*TEXT SHOWN:*

++++++++++++++++++++

Patent Application
20080098883
This invention relates to a reciprocating pump.
The invention has been devised particularly for pumping seawater at high pressure. It should, however, be understood that the invention may also find application for pumping of various fluids other than seawater.
In International Application PCT/AU03/00813, there is a proposal for harnessing wave energy and converting the wave energy to pressurised fluid for use in any appropriate way. In a typical application, the fluid comprises seawater drawn from the ocean environment in which the apparatus operates. The seawater is pumped under high pressure to shore for utilisation there.
Pumping of seawater at high pressure, possibly in excess of 70 Bar, utilising a reciprocating pump powered by wave energy (and thus likely to have a relatively slow moving, variable stroke) can present technical difficulties.
A pump exposed to difficult operational conditions, such as pumping of seawater at high pressure, may require the various attributes. The pump may, for example, require the ability to handle corrosive or other aggressive fluids (such as seawater) over an extended service life. Further, the pump may require the ability to operate with irregular and non-sinusoidal strokes (as may be produced from a drive train powered directly by a renewable energy source such as wave motion). There may also be a need to tolerate a degree of misalignment (i.e. tilting of the piston axis). It may also be desirable that the pump be relatively easy to maintain (for example, easy to lubricate). Further, relatively low mechanical dissipation (i.e. relatively high efficiency) would be particularly advantageous.
The present invention seeks to provide a pump capable of meeting at least one of the attributes specified above.
According to one aspect of the invention there is provided a reciprocating pump comprising a body defining an internal space and an opening onto the internal space, an operating element extending through the opening and into the internal space, a sheath closing the opening and embracing an inner portion of the operating element, a pumping chamber defined between the body and the sheath, the sheath being deformable in response to reciprocatory movement of the operating element to effect volume change within the pumping chamber, and a cavity about the operating element adjacent the open end of the sheath.
The cavity may serve one or more purposes. The cavity may, for example, provide a reservoir for lubricant. In addition, or alternatively, the cavity may assist in accommodating angular misalignment of the operating element.
Typically, the cavity comprises an annular cavity.
Preferably, the cavity is defined between the periphery of the operating element and a surrounding surface.
In one arrangement, the surrounding surface may be defined by a reinforcement sleeve formed separately of the sheath and located in a recess within the sheath.
In another arrangement, the surrounding surface may be defined by the open end portion of the sheath. In such an arrangement, the open end portion of the sheath may incorporate reinforcement for maintaining the end in an open condition spaced from the operating element, whereby the cavity comprises the space between the open end portion of the sheath and the operating element. The reinforcement may comprise a reinforcement ring incorporated into the sheath.

++++++++++++++++++++

*GOALS:*
1. Extract from the reciprocating pump text the passage starting with "In one arrangement, the" and going on through "into the sheath.".
2. Extend the reciprocating pump text by writing what comes after its final sentence.
The material after this point is separate from the reciprocating pump text.

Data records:

++++++++++++++++++++

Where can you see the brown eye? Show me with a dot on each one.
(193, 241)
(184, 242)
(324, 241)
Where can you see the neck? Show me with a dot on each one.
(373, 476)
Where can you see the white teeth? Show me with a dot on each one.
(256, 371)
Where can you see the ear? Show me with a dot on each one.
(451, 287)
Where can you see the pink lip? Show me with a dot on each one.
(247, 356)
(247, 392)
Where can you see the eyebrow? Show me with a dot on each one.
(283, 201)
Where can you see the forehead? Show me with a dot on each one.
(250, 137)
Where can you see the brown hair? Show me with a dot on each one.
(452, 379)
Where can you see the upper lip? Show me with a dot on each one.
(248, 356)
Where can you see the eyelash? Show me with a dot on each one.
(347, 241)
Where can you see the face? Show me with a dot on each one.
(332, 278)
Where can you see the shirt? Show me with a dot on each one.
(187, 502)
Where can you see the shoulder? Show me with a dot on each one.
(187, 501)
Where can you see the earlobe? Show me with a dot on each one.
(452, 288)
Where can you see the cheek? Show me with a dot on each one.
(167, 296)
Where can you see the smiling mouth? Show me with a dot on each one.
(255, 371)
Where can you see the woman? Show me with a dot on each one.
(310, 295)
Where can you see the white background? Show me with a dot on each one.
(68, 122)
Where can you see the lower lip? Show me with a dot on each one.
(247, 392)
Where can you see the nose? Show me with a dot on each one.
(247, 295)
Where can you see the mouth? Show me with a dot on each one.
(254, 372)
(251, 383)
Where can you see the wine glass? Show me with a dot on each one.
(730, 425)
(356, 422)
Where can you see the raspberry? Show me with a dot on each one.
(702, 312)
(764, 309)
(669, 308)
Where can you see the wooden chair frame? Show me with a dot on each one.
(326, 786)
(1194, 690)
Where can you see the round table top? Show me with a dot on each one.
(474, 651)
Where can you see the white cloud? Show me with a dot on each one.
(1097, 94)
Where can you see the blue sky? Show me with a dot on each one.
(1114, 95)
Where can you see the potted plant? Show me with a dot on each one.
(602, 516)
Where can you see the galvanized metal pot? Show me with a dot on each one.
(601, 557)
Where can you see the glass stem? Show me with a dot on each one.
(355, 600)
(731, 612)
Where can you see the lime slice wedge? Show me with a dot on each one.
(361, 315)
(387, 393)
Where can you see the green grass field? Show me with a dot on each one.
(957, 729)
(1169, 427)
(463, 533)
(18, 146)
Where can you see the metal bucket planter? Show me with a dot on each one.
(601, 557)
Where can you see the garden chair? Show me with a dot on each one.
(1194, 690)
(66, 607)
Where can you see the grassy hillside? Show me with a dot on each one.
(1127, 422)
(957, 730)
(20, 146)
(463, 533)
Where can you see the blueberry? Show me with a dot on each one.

++++++++++++++++++++

*SOLVED TASKS:*
1.
In one arrangement, the surrounding surface may be defined by a reinforcement sleeve formed separately of the sheath and located in a recess within the sheath.
In another arrangement, the surrounding surface may be defined by the open end portion of the sheath. In such an arrangement, the open end portion of the sheath may incorporate reinforcement for maintaining the end in an open condition spaced from the operating element, whereby the cavity comprises the space between the open end portion of the sheath and the operating element. The reinforcement may comprise a reinforcement ring incorporated into the sheath.

2.
The cavity may be closed at the outer end thereof by a seal such as a wiper seal.
The operating element may be configured as a plunger.
The open end of the sheath may be configured to provide a mounting flange.
The sheath may comprise a first portion which is generally stable and which preferably provides the mounting flange, and a second portion which embraces the plunger and which deforms through expansion and contraction upon reciprocatory movement of the plunger.
Preferably, the cavity is accommodated within the confines of the first portion.
The second portion may comprise a surface which confronts the plunger. The surface of the shroud second portion confronting the plunger may be configured to accommodate lubricant.
The configuration of the surface for accommodating lubricant may comprise formations on the surface. The formations may create interstices in which lubricant can be trapped. The formations may be of any appropriate form, such as knobs, ridges or other protrusions, or alternatively dimples.
The lubricant may be any substance that reduces the sliding friction between the outer surface of the plunger and the inner surface of the sheath so that there is uniform sliding between the two surfaces without striction.
The lubricant may, for example, comprise seawater itself, silicon grease, castor oil, brake fluid and polypropylene glycol.
The outer surface of the plunger may be coated with an appropriate low-friction material, such as polytetrafluoroethylene.
There may be provision for lubricant to be fed within the sheath. Such provision may include formations on the inner surface of the sheath. The lubricant may be so fed either under gravity or under pressure.
In one arrangement, lubricant can be fed to the region adjacent the inner end of the sheath. This can be done by way of a lubricant delivery path in the operating element.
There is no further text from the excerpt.